### Exercise
Restate the records that follow word for word; no pictures should appear.

--- Begin Input data ---

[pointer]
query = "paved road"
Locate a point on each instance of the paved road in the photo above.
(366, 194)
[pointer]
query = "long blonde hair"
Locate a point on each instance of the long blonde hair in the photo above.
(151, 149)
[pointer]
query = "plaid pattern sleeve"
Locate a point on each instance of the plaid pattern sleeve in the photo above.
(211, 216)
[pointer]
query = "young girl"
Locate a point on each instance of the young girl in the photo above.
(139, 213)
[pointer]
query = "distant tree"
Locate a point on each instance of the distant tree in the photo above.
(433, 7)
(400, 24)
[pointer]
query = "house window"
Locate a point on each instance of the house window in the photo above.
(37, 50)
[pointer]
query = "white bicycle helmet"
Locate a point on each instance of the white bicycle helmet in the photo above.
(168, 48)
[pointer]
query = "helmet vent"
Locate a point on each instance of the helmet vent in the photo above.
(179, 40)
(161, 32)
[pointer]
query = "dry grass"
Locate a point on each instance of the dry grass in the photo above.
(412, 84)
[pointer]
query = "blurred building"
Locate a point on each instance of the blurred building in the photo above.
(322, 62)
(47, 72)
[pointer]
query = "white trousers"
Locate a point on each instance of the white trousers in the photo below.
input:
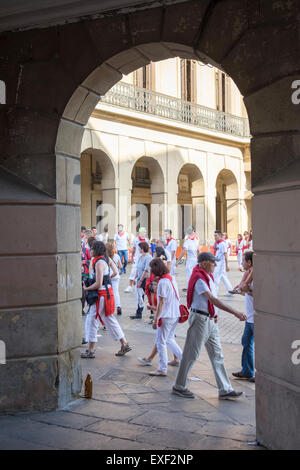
(92, 324)
(115, 285)
(240, 258)
(165, 338)
(133, 272)
(190, 264)
(173, 266)
(140, 296)
(223, 277)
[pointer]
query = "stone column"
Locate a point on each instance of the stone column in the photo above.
(199, 221)
(233, 217)
(109, 209)
(158, 214)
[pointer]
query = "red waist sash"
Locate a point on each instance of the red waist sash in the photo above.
(109, 303)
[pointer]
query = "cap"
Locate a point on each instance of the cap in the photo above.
(206, 256)
(190, 230)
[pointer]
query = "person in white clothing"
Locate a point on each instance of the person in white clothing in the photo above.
(102, 309)
(135, 256)
(122, 241)
(246, 288)
(240, 247)
(103, 237)
(171, 247)
(166, 316)
(222, 264)
(191, 250)
(228, 243)
(115, 281)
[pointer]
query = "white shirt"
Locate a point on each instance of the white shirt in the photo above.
(135, 245)
(116, 260)
(191, 247)
(200, 301)
(221, 250)
(122, 241)
(170, 247)
(102, 238)
(228, 245)
(105, 272)
(171, 305)
(249, 305)
(240, 244)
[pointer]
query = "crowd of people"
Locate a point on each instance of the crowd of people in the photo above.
(154, 280)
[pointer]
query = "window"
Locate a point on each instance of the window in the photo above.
(2, 92)
(222, 92)
(188, 80)
(144, 77)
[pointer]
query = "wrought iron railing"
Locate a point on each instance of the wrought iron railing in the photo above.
(157, 104)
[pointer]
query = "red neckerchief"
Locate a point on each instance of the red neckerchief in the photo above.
(217, 243)
(96, 259)
(199, 273)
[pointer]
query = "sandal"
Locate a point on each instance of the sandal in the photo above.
(157, 373)
(88, 355)
(123, 350)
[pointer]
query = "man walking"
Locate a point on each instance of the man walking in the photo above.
(246, 288)
(203, 329)
(121, 241)
(222, 267)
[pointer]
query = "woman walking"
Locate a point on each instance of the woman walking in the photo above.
(142, 272)
(103, 308)
(151, 291)
(166, 317)
(115, 281)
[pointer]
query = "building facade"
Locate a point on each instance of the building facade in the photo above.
(168, 146)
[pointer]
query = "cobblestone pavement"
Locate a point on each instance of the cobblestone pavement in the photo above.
(131, 410)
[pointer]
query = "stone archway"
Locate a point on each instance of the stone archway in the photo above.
(191, 200)
(148, 197)
(227, 204)
(99, 192)
(42, 128)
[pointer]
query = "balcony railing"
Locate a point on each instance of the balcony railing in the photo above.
(146, 101)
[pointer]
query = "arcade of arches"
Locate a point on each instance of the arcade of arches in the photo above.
(167, 181)
(42, 138)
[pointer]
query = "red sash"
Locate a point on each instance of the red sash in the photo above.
(96, 259)
(109, 303)
(217, 243)
(148, 293)
(167, 276)
(199, 273)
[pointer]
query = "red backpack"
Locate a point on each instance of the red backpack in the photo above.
(184, 313)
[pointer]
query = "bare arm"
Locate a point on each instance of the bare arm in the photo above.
(113, 267)
(158, 312)
(226, 308)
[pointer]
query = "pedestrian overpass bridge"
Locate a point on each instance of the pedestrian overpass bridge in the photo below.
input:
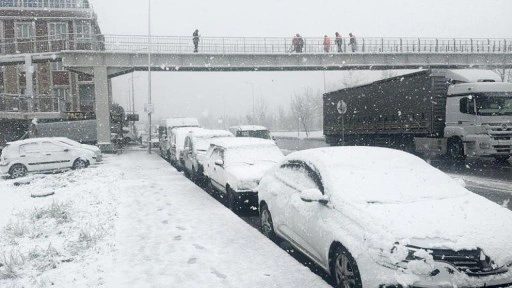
(108, 56)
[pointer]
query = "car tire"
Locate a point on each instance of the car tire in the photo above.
(267, 226)
(79, 164)
(232, 202)
(344, 269)
(17, 171)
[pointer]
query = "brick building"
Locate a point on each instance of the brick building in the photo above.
(38, 26)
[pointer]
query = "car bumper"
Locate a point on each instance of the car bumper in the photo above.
(246, 197)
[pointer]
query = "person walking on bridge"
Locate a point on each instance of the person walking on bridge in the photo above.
(195, 39)
(327, 44)
(353, 42)
(339, 41)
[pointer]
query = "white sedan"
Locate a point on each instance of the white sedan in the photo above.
(234, 167)
(375, 216)
(42, 155)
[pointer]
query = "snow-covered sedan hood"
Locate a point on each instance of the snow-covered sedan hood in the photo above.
(466, 222)
(248, 172)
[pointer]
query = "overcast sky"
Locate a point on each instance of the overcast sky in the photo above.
(191, 94)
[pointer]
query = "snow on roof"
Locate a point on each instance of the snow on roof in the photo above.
(248, 128)
(234, 142)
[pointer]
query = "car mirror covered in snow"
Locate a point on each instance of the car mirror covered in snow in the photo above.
(313, 195)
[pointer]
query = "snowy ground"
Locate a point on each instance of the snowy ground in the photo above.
(132, 221)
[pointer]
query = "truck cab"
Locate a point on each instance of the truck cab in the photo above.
(478, 115)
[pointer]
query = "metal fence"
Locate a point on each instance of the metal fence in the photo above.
(26, 104)
(250, 45)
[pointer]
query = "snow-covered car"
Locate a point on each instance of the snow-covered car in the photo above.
(194, 152)
(96, 150)
(251, 131)
(234, 167)
(177, 143)
(375, 216)
(42, 155)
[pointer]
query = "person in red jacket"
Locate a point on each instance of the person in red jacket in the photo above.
(327, 44)
(339, 41)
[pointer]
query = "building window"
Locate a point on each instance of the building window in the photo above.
(62, 93)
(56, 30)
(24, 30)
(83, 30)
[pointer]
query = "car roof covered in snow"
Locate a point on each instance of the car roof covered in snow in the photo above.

--- End Input data ---

### Solution to this exercise
[pointer]
query = "paved road"
Locate a point on each instance of the paved road in the photo above.
(366, 194)
[pointer]
query = "long blonde hair"
Locate a point on each instance of the long blonde hair in the photo above.
(151, 149)
[pointer]
query = "plaid pattern sleeve"
Locate a point on each instance of the plaid pattern sleeve in the photo above.
(211, 216)
[pointer]
query = "young girl"
Locate a point on each instance of the young girl in the photo above.
(139, 213)
[pointer]
query = "distant tree"
Locate a point on each instance of the distant tree in the photo above.
(433, 7)
(400, 24)
[pointer]
query = "house window"
Locate a point on each instance of the house window in the photo above.
(37, 50)
[pointer]
query = "white bicycle helmet"
Locate a point on each instance of the white bicycle helmet in the photo above.
(168, 48)
[pointer]
query = "helmet vent"
Locate a point on each instance of the helmet vent in the photo above.
(179, 40)
(161, 32)
[pointer]
query = "dry grass"
Locate a point on each instance of the dry grass in the photo above.
(412, 84)
[pointer]
query = "blurred building"
Locate a point on each instance of the blurred building in the photo above.
(322, 62)
(47, 72)
[pointer]
query = "white trousers"
Locate a point on each instance of the white trousers in the photo below.
input:
(92, 324)
(115, 285)
(240, 258)
(165, 338)
(133, 272)
(190, 264)
(173, 266)
(140, 296)
(223, 277)
[pointer]
query = "stone column"
Locate a point on each instance of the stone column in the photo above.
(199, 221)
(233, 217)
(109, 209)
(158, 214)
[pointer]
query = "red waist sash"
Locate a point on each instance of the red waist sash in the photo above.
(109, 303)
[pointer]
query = "cap"
Locate a point on each instance of the cap in the photo above.
(206, 256)
(190, 230)
[pointer]
query = "person in white clothing"
Locate a point on each instance of the person in white clothing in the photo above.
(102, 309)
(135, 256)
(122, 241)
(246, 288)
(240, 247)
(103, 237)
(171, 247)
(166, 316)
(222, 264)
(191, 250)
(228, 243)
(115, 281)
[pointer]
query = "white shirt"
Locate a point on each instance of the white shirt in the photo above.
(135, 245)
(116, 260)
(191, 247)
(200, 301)
(221, 250)
(122, 241)
(170, 247)
(102, 238)
(228, 245)
(105, 272)
(171, 305)
(249, 305)
(240, 244)
[pointer]
query = "crowd of people"
Locate a point on each instance of the crowd of people in the photo above.
(154, 280)
[pointer]
query = "window"
Locate a point on each instance of the window in the photo above.
(2, 92)
(222, 92)
(188, 80)
(144, 77)
[pointer]
query = "wrought iron railing"
Locate a point on each instance of the wrought iron railing in the photo above.
(157, 104)
[pointer]
query = "red neckerchief"
Locate a point on each instance of the red neckerchief in the photo above.
(217, 243)
(96, 259)
(199, 273)
[pointer]
query = "sandal"
Locate a point on each instance of the sandal in the photo above.
(157, 373)
(88, 355)
(123, 350)
[pointer]
query = "man walking"
Locate a point on each instance of the man walking in the photo above.
(246, 288)
(203, 329)
(121, 241)
(222, 267)
[pointer]
query = "woman walking"
Locate a point on each instance of the woman walking in the photo above.
(142, 272)
(103, 308)
(151, 291)
(166, 317)
(115, 281)
[pointer]
query = "building facade"
Locate a point on each instance of the building facade in the photo above.
(168, 146)
[pointer]
query = "cobblestone pavement"
Locate a point on each instance of the cobblestone pavement in the photo above.
(131, 410)
[pointer]
query = "stone archway"
Locate a point on each instance of the stone archway in the photo above.
(191, 200)
(148, 197)
(227, 204)
(99, 192)
(42, 128)
[pointer]
query = "balcony railing"
Locate a point on each instance of the balcony railing in the photo above.
(146, 101)
[pointer]
query = "arcade of arches"
Locate a point on each instance of the arcade of arches in the photo above.
(167, 181)
(42, 138)
[pointer]
query = "red sash"
Locate a point on each instance of the red sash in the photo above.
(96, 259)
(109, 303)
(217, 243)
(148, 293)
(167, 276)
(199, 273)
[pointer]
query = "red backpack"
Locate a point on each instance of the red backpack in the photo above.
(184, 313)
[pointer]
query = "bare arm"
Locate a point on each instance of the bare arm in the photo above.
(113, 267)
(158, 312)
(226, 308)
[pointer]
query = "pedestrian overpass bridge"
Locate a point on each instance of the pedestrian overpass bridge in the photo below.
input:
(108, 56)
[pointer]
query = "car tire"
Locate a point on each instance of the car tire in the photo above.
(267, 226)
(79, 164)
(232, 202)
(344, 269)
(17, 171)
[pointer]
query = "brick building"
Locate a point on each instance of the brick building in the photo above.
(38, 26)
[pointer]
query = "car bumper"
Locate a point on each instance of the car bumper in the photo above.
(246, 197)
[pointer]
query = "person walking on bridge"
Locate a point on each instance of the person walking on bridge in the photo above.
(195, 39)
(327, 44)
(353, 42)
(339, 41)
[pointer]
query = "white sedan"
Locate a point on each instance of the white sedan in the photo above.
(234, 167)
(375, 216)
(42, 155)
[pointer]
query = "snow-covered sedan hood"
Locate a point on each instance of the snow-covered sedan hood in the photo above.
(466, 222)
(248, 172)
[pointer]
query = "overcast sky"
Locate a point on each instance of the overcast sky in the photo above.
(191, 94)
[pointer]
query = "snow on roof"
Locate a point on each instance of the snow on roof in the photo above.
(248, 128)
(234, 142)
[pointer]
query = "car mirror covered in snow"
Locate a point on each instance of the car mirror covered in snow in the photo above.
(313, 195)
[pointer]
query = "snowy ground"
Locate a point on each instance of the snowy ground in the photo above.
(132, 221)
[pointer]
query = "truck cab"
Locate a point on each instance of the truck cab in the photo above.
(478, 115)
[pointer]
query = "metal fence"
Locate a point on each instance of the metal fence in the photo above.
(26, 104)
(250, 45)
[pointer]
query = "snow-covered car"
Locate a point on each instance of the snow-covered car in the photo above.
(194, 152)
(96, 150)
(251, 131)
(234, 167)
(177, 143)
(375, 216)
(42, 155)
[pointer]
query = "person in red jacket"
Locate a point on each instance of the person in red jacket in the photo above.
(327, 44)
(339, 41)
[pointer]
query = "building window"
Locate a point on each instance of the building window in the photo above.
(62, 93)
(56, 30)
(24, 30)
(83, 30)
[pointer]
query = "car roof covered in snow"
Locate a point on each instance of the car roof covered in snow in the photo above.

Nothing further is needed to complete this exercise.